According to two letters sent to the FDA in mid-February, 2016, Blue Bell thinks they have identified where the Listeria monocytogenes bacteria were living in two of its plants last year. But the problem areas were redacted in the letters that the FDA published recently, to “protect trade secrets.” The company found the pathogenic bacteria in equipment at its Brenham, Texas plant and thinks it spread in the drainage system of the plant in Broken Arrow, Oklahoma.
The deadly Listeria monocytogenes outbreak linked to Blue Bell products prompted a massive recall of all of Blue Bell’s products. All three plants were shut down for months last summer. The company started producing and selling ice cream again in August 2016 after an investor stepped up to help them out. Ten people in four states were sickened in this outbreak; three patients died.

Exercise goal |
Continue the passage on the Blue Bell Listeria outbreak, starting after its final sentence.

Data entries
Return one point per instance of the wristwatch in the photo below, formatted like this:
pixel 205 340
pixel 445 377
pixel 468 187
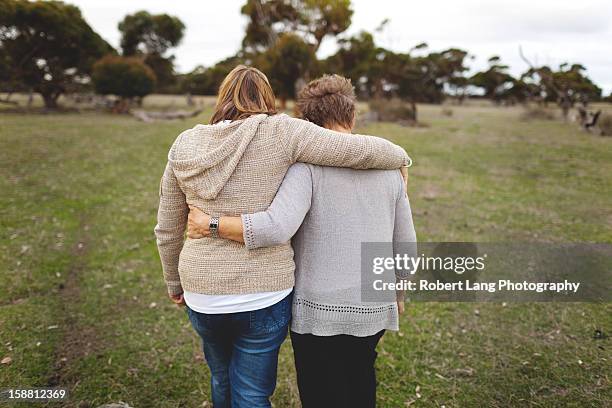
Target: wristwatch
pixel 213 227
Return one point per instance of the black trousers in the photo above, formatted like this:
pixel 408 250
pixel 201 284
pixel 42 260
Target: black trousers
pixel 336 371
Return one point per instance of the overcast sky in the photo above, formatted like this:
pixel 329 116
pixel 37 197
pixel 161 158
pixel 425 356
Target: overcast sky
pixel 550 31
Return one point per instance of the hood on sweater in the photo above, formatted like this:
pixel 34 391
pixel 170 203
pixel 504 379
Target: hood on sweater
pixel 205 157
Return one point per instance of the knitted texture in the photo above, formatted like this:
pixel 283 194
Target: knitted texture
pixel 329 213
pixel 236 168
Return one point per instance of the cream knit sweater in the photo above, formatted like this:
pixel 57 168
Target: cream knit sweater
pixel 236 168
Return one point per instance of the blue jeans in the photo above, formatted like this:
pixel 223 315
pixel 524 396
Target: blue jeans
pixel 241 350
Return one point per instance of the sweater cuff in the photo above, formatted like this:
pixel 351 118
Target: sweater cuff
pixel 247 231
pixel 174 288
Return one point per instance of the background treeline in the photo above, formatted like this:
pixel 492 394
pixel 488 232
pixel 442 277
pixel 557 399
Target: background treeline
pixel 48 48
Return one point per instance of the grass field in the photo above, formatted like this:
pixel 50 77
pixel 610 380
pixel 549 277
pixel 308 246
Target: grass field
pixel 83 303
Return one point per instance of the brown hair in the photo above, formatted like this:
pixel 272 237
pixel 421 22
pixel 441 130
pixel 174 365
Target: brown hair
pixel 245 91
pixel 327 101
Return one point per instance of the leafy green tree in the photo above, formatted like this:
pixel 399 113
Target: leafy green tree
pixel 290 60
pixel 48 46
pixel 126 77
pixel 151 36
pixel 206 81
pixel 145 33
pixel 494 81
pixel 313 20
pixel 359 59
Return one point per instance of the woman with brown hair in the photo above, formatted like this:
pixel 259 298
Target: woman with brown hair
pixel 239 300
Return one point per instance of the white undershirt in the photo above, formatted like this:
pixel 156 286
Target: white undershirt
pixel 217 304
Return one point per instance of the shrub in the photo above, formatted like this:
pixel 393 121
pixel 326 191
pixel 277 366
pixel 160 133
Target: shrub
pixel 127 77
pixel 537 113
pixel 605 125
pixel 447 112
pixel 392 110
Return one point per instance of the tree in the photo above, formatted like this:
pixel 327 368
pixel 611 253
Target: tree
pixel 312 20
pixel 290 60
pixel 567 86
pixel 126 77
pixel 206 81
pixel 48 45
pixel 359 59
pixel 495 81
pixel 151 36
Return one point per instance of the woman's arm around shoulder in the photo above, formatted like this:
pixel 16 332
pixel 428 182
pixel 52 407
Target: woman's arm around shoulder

Answer for the task |
In the report on the Brenham facility, company officials state, “We identified several potential or likely source of Listeria to the product based on our investigation, sampling, and analyses. These potential sources varied by production link and included equipment such as ___ and specific pieces of equipment, such as the ___ and the ___ machine. Individual pieces of equipment were addressed – some were disassembled and thoroughly cleaned, others were taken out of commission and removed from the facility. Although we took remedial action on individual pieces of equipment, it became evident that we would not be able to identify a single source to our entire Brenham facility, turning our focus to facility-wide remediation efforts intended to prevent the reintroduction and reestablishment of Listeria in our facility.”
At the Broken Arrow facility, company officials say that Listeria monocytogenes bacteria spread through the drainage system and was released into the air. Then, equipment stored “outside the sanitary production area,” or in the room with the drain, may have been contaminated.
Blue Bell has been using what it calls “enhanced sanitation and testing procedures,” and said they now have a “test and hold” procedure conducted before the ice cream is released into the market. Listeria monocytogenes bacteria is extremely difficult to eradicate once it takes hold in a facility. The bacteria form biofilms that protect it from cleaners and sanitizing products. And the bacteria can grow at refrigerator temperatures.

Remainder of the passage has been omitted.